──────── TEKS DOKUMEN

Menguak Filosofi, Sejarah, dan Teknik Otentik Tarian Singa
Istilah Barongsai telah berakar kuat dalam budaya Nusantara sebagai representasi Tarian Singa tradisional Tiongkok. Namun, untuk memahami Barongsai yang “beneran” atau otentik, kita harus melampaui sekadar pertunjukan akrobatik di pusat perbelanjaan. Barongsai yang sesungguhnya adalah ritual sakral, manifestasi seni bela diri (Wushu atau Kung Fu), dan narasi filosofis yang kaya akan simbolisme keberuntungan, pengusiran roh jahat, serta penghormatan terhadap leluhur.
Otentisitas Barongsai tidak terletak pada kemewahan kostum semata, melainkan pada pemahaman mendalam tentang *Qing* (cara singa makan), ritme musik yang tepat (Gong, Gendang, Simbal), dan terutama, penguasaan gaya tarian yang diwariskan secara turun-temurun, seperti gaya Selatan (Nan Shi) dan gaya Utara (Bei Shi). Perbedaan kedua gaya ini sangat signifikan dan memengaruhi seluruh interpretasi karakter singa.
Di Indonesia, Barongsai umumnya merujuk pada Nan Shi (Gaya Selatan), yang berasal dari provinsi Guangdong. Karakteristik utamanya adalah kepala singa yang besar dengan mata yang dapat berkedip, tanduk di dahi (seperti naga), dan cermin di kepala untuk memantulkan energi jahat. Tarian ini lebih menekankan pada drama, ekspresi emosional singa (mulai dari rasa ingin tahu, takut, gembira, hingga marah), serta gerakan dasar Kung Fu Hung Gar atau Choi Lee Fut.

────────────────
──────── DAFTAR HASIL EKSTRAKSI

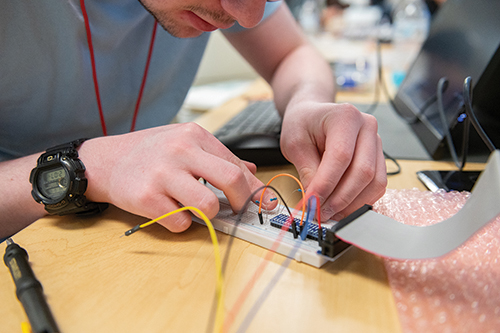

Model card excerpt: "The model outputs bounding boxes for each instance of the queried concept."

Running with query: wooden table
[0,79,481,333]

────────────────
──────── DAFTAR HASIL EKSTRAKSI

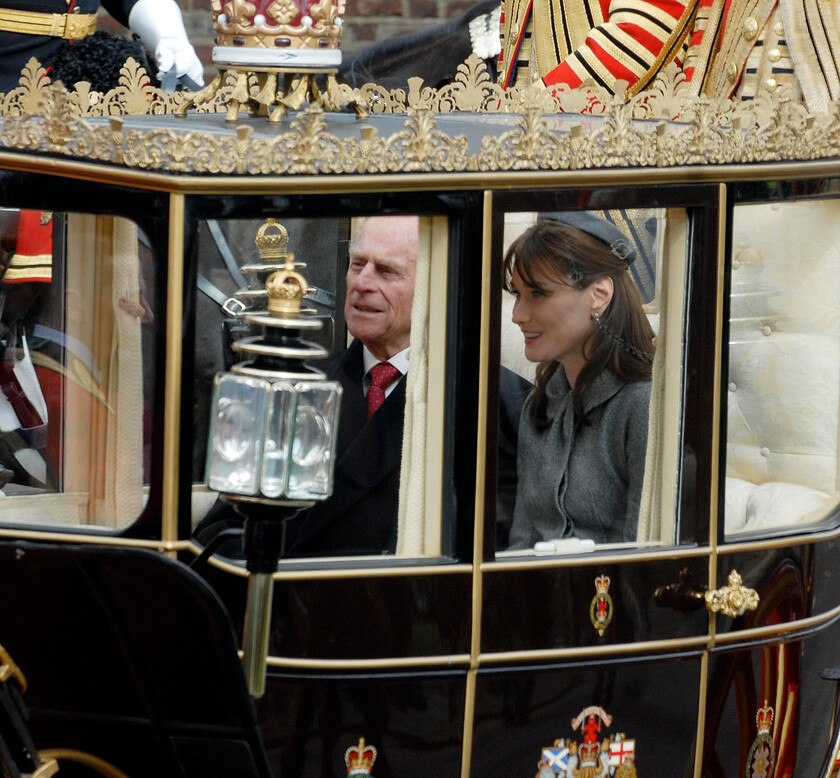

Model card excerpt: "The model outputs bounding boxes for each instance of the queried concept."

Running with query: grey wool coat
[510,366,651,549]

────────────────
──────── DAFTAR HASIL EKSTRAKSI

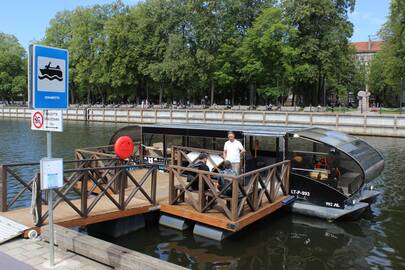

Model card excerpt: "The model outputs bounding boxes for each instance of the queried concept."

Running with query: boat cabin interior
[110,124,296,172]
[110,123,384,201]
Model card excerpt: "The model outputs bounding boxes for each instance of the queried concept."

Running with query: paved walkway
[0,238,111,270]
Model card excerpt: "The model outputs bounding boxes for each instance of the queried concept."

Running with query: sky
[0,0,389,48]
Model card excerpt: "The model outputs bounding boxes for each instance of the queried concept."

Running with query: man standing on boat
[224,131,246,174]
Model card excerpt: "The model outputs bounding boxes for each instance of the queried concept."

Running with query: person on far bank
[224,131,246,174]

────────────────

■ **SOAL**
Tuliskan kembali tanpa perubahan bagian teks tentang Barongsai yang dibuka dengan kata-kata yang memuat "Di Indonesia, Barongsai" dan ditutup dengan "Choi Lee Fut.".

■ **HASIL BERIKUT**
Di Indonesia, Barongsai umumnya merujuk pada Nan Shi (Gaya Selatan), yang berasal dari provinsi Guangdong. Karakteristik utamanya adalah kepala singa yang besar dengan mata yang dapat berkedip, tanduk di dahi (seperti naga), dan cermin di kepala untuk memantulkan energi jahat. Tarian ini lebih menekankan pada drama, ekspresi emosional singa (mulai dari rasa ingin tahu, takut, gembira, hingga marah), serta gerakan dasar Kung Fu Hung Gar atau Choi Lee Fut.